» Directions
Reproduce the records below, replacing every "formatted sample" with "worked sample" and changing nothing else.

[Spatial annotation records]
========================================

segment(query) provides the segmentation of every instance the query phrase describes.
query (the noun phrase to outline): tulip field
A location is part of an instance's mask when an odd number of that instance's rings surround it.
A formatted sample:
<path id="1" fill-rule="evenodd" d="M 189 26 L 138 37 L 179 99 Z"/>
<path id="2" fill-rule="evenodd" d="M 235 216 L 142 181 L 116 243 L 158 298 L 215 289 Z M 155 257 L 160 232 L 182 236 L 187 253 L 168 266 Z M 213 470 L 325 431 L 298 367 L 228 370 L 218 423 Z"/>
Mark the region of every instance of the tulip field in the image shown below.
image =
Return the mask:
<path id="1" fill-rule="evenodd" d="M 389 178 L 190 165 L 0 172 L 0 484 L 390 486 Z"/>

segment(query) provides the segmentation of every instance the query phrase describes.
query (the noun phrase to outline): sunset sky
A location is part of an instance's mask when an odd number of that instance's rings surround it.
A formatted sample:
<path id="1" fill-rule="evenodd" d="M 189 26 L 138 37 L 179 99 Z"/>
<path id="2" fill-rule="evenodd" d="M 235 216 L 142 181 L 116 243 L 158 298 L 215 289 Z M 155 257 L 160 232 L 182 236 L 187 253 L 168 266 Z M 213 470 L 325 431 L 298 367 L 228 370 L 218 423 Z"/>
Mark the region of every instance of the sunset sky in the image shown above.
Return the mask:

========================================

» Task solution
segment(query) provides the segmentation of every instance the query phrase describes.
query (the noun phrase to outline): tulip field
A location is part of an instance's mask when an odd number of that instance's rings surround it.
A worked sample:
<path id="1" fill-rule="evenodd" d="M 189 26 L 138 37 L 179 99 Z"/>
<path id="2" fill-rule="evenodd" d="M 235 216 L 142 181 L 116 243 L 158 298 L 215 289 Z M 155 257 L 160 232 L 182 236 L 187 253 L 168 266 Z M 213 470 L 325 431 L 298 367 L 228 370 L 218 423 Z"/>
Mark the region of every instance of the tulip field in the image shown below.
image =
Return the mask:
<path id="1" fill-rule="evenodd" d="M 389 178 L 190 165 L 0 172 L 0 484 L 390 486 Z"/>

segment(query) provides the segmentation of every instance the query phrase describes.
query (the noun phrase to outline): sunset sky
A location is part of an instance's mask when an odd number of that instance's rings surround it.
A worked sample:
<path id="1" fill-rule="evenodd" d="M 189 26 L 138 37 L 179 99 Z"/>
<path id="2" fill-rule="evenodd" d="M 235 216 L 142 181 L 116 243 L 158 298 L 215 289 Z M 155 257 L 160 232 L 182 236 L 187 253 L 168 266 Z M 213 470 L 325 431 L 298 367 L 228 370 L 218 423 Z"/>
Mark the region of every instance of the sunset sky in the image shown above.
Return the mask:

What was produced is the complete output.